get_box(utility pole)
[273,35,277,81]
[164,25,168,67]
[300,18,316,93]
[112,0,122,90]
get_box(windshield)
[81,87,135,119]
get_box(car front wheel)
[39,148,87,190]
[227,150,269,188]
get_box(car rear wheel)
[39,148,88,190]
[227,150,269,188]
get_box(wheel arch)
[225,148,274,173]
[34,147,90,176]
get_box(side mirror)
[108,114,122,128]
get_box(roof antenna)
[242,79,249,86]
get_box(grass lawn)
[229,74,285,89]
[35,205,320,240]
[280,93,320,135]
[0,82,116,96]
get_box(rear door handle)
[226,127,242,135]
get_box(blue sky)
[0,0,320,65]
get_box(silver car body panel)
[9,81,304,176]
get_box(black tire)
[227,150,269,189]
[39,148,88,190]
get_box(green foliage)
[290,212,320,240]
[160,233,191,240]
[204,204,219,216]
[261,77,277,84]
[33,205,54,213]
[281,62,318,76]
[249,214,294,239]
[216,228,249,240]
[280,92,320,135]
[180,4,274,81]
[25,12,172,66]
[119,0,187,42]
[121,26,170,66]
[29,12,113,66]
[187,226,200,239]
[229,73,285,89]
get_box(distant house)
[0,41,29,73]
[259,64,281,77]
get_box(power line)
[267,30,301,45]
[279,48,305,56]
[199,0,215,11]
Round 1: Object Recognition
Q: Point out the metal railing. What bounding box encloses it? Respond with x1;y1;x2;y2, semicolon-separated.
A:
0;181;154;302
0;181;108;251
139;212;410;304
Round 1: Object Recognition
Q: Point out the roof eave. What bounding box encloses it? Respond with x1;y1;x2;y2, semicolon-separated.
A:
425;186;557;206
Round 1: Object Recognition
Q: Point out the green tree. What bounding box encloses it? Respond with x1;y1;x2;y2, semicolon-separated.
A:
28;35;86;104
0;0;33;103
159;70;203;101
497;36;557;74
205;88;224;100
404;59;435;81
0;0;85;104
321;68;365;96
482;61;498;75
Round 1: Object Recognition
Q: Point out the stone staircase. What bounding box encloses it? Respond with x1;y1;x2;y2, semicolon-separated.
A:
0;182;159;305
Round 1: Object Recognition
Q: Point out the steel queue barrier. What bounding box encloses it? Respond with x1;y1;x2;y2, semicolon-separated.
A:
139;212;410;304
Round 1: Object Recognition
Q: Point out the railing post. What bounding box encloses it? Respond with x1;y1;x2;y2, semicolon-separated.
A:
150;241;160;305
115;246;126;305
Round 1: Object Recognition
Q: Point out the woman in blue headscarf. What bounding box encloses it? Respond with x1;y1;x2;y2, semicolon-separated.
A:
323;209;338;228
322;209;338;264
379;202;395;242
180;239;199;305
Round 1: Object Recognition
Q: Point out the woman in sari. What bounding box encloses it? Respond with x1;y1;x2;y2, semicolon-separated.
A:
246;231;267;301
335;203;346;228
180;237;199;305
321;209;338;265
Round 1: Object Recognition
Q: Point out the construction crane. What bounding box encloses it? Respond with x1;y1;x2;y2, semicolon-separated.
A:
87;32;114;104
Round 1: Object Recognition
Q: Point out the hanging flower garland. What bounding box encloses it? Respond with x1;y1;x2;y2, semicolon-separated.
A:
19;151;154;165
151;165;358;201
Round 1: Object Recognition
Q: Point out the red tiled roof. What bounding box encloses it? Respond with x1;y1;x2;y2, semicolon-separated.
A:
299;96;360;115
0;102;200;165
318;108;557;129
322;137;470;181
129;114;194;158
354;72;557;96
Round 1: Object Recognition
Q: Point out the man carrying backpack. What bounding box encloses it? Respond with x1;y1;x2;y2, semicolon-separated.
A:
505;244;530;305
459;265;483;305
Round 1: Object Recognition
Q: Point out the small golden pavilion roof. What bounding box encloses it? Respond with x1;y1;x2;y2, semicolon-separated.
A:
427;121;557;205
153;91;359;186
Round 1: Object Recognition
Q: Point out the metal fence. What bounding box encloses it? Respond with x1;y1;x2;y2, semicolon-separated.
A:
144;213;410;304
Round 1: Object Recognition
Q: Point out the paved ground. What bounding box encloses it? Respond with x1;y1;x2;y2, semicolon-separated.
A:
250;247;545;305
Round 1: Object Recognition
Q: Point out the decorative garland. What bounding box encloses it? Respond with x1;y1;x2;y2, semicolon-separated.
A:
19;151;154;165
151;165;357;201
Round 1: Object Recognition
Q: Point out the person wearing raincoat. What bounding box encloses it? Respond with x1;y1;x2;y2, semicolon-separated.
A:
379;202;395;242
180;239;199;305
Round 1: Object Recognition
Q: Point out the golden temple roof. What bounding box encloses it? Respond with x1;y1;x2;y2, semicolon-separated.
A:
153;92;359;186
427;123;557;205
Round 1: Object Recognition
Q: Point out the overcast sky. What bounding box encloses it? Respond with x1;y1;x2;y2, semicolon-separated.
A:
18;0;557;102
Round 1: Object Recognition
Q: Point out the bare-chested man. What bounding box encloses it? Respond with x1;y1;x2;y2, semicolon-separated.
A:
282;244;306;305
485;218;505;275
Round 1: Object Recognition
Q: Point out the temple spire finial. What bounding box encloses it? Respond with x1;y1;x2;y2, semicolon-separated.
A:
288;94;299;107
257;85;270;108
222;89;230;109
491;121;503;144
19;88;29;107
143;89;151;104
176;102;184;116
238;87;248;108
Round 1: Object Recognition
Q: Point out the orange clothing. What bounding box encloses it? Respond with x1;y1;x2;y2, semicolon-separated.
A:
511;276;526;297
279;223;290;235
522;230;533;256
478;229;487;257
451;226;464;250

Direction:
Reproduce all of the data above verbatim, line for line, without altering any character.

Solved problem:
get_box(utility pole)
[273,35,277,81]
[164,25,168,67]
[300,18,316,93]
[112,0,122,90]
get_box(windshield)
[81,87,135,119]
get_box(car front wheel)
[39,148,87,190]
[227,150,269,188]
get_box(car rear wheel)
[39,148,88,190]
[227,150,269,188]
get_box(wheel arch)
[225,148,274,173]
[34,147,90,176]
get_box(side mirror)
[108,114,122,128]
get_box(roof antenna)
[242,79,249,86]
get_box(grass lawn)
[229,74,285,89]
[35,205,320,240]
[280,93,320,135]
[0,82,116,96]
get_box(rear door handle)
[226,127,242,135]
get_box(blue sky)
[0,0,320,65]
get_box(silver car body panel)
[9,81,304,176]
get_box(black tire)
[227,150,269,189]
[39,148,88,190]
get_box(green foliage)
[290,212,320,240]
[160,233,191,240]
[204,204,219,216]
[261,77,277,84]
[33,205,54,213]
[281,62,318,76]
[249,214,294,239]
[216,228,249,240]
[280,92,320,135]
[180,4,274,81]
[25,12,172,66]
[119,0,187,42]
[121,26,170,66]
[29,12,113,66]
[187,226,200,239]
[229,73,285,89]
get_box(distant house)
[0,41,29,73]
[259,64,281,77]
get_box(power line)
[267,30,301,45]
[279,48,305,56]
[199,0,215,11]
Round 1: Object Recognition
Q: Point out the metal railing. What bounding box encloses it? Respond with x1;y1;x2;y2, semicolon-separated.
A:
0;181;154;302
0;181;108;251
139;212;410;304
Round 1: Object Recognition
Q: Point out the roof eave. What bounding box encloses it? Respond with x1;y1;x2;y2, semicolon-separated.
A:
425;186;557;206
Round 1: Object Recognition
Q: Point out the green tree. What bounding box encloses it? Respond with x1;y1;x2;y2, semicolon-separated.
A:
28;35;86;104
0;0;33;103
159;70;203;101
497;36;557;74
205;88;224;100
404;59;435;81
0;0;85;104
321;68;365;96
482;61;498;75
Round 1: Object Recognition
Q: Point out the stone staircase. What bounding box encloses it? Respond with x1;y1;x2;y2, semicolon-separated.
A:
0;182;159;305
Round 1: Object Recognition
Q: Point out the steel queue barrier. What bounding box encloses it? Respond with x1;y1;x2;y2, semicolon-separated.
A:
139;212;410;304
Round 1: Object Recognition
Q: Point out the railing post. What bounding box encloses it? Respond with x1;y1;x2;y2, semicolon-separated.
A:
150;241;160;305
115;246;126;305
Round 1: Object Recognition
Q: Point out the woman in blue headscarf. What bounding box encloses it? Respond with x1;y1;x2;y2, semicolon-separated.
A:
323;209;338;228
322;209;338;264
379;202;395;242
180;239;199;305
Round 1: Object Recognition
Q: Point out the woman in sari. What bounding box encloses it? Respond with x1;y1;x2;y2, semicolon-separated.
A:
246;231;267;301
335;203;346;228
180;237;199;305
321;209;338;265
Round 1: Object Recognition
Q: Point out the construction crane. What bounding box encloses it? Respond with x1;y1;x2;y2, semicolon-separated.
A:
87;32;114;104
Round 1: Object Recognition
Q: Point out the hanging flower garland. What bounding box encloses it? Respond with x1;y1;x2;y2, semicolon-separated.
A:
19;151;154;165
151;165;358;201
Round 1: Object Recognition
Q: Point out the red tiled roof. What bounding box encloses it? Respond with x1;y1;x2;y2, semicolon-separated.
A:
299;96;360;115
0;102;200;165
318;108;557;129
322;137;470;181
129;114;194;158
354;72;557;96
Round 1: Object Recognition
Q: Point out the man carrying backpack. What bounding box encloses it? Respond with x1;y1;x2;y2, semicolon-separated.
A:
505;244;530;305
459;265;483;305
Round 1: Object Recognition
Q: Point out the small golden pavilion roof. What bounding box encloses it? Respond with x1;y1;x2;y2, semicolon-separated.
A:
427;121;557;205
153;91;359;186
Round 1: Object Recognition
Q: Point out the metal fence. What bounding box encloses it? Respond with x1;y1;x2;y2, semicolon-separated.
A:
144;213;410;304
Round 1: Object Recognition
Q: Point out the paved ground. What bounding box encloses it? Respond with x1;y1;x2;y2, semicolon-separated.
A:
250;247;545;305
Round 1: Object Recognition
Q: Point out the decorative garland. What bounding box encloses it? Respond with x1;y1;x2;y2, semicolon-separated.
A:
19;151;154;165
151;165;357;201
Round 1: Object Recognition
Q: Point out the person wearing raincoat. What bounding box encloses it? Respond with x1;y1;x2;y2, semicolon-separated.
A:
379;202;395;242
180;239;199;305
Round 1: Object Recognition
Q: Point out the golden temple roof. What bounding box encloses it? Respond with x1;y1;x2;y2, semicolon-separated.
A:
153;92;359;186
427;123;557;205
Round 1: Object Recognition
Q: Point out the overcast sky. What bounding box encloses it? Respond with x1;y1;x2;y2, semicolon-separated.
A:
18;0;557;102
Round 1: Object Recognition
Q: Point out the bare-chested man. What bounding box encloses it? Respond with x1;y1;x2;y2, semicolon-separated.
A:
282;244;306;305
485;218;505;275
Round 1: Object Recognition
Q: Point out the temple spire finial. What bounding box encloses it? Respond with x1;y1;x2;y2, semicolon-separated.
A:
288;94;299;107
257;85;270;108
222;89;230;109
491;121;503;144
19;88;29;107
143;89;151;104
176;102;184;116
238;87;248;108
Round 1: Object Recognition
Q: Point out the orange clothing. What bounding box encloses it? Respond with x1;y1;x2;y2, semicolon-separated.
A:
511;276;526;297
279;223;290;235
522;230;533;256
478;229;487;257
451;226;464;250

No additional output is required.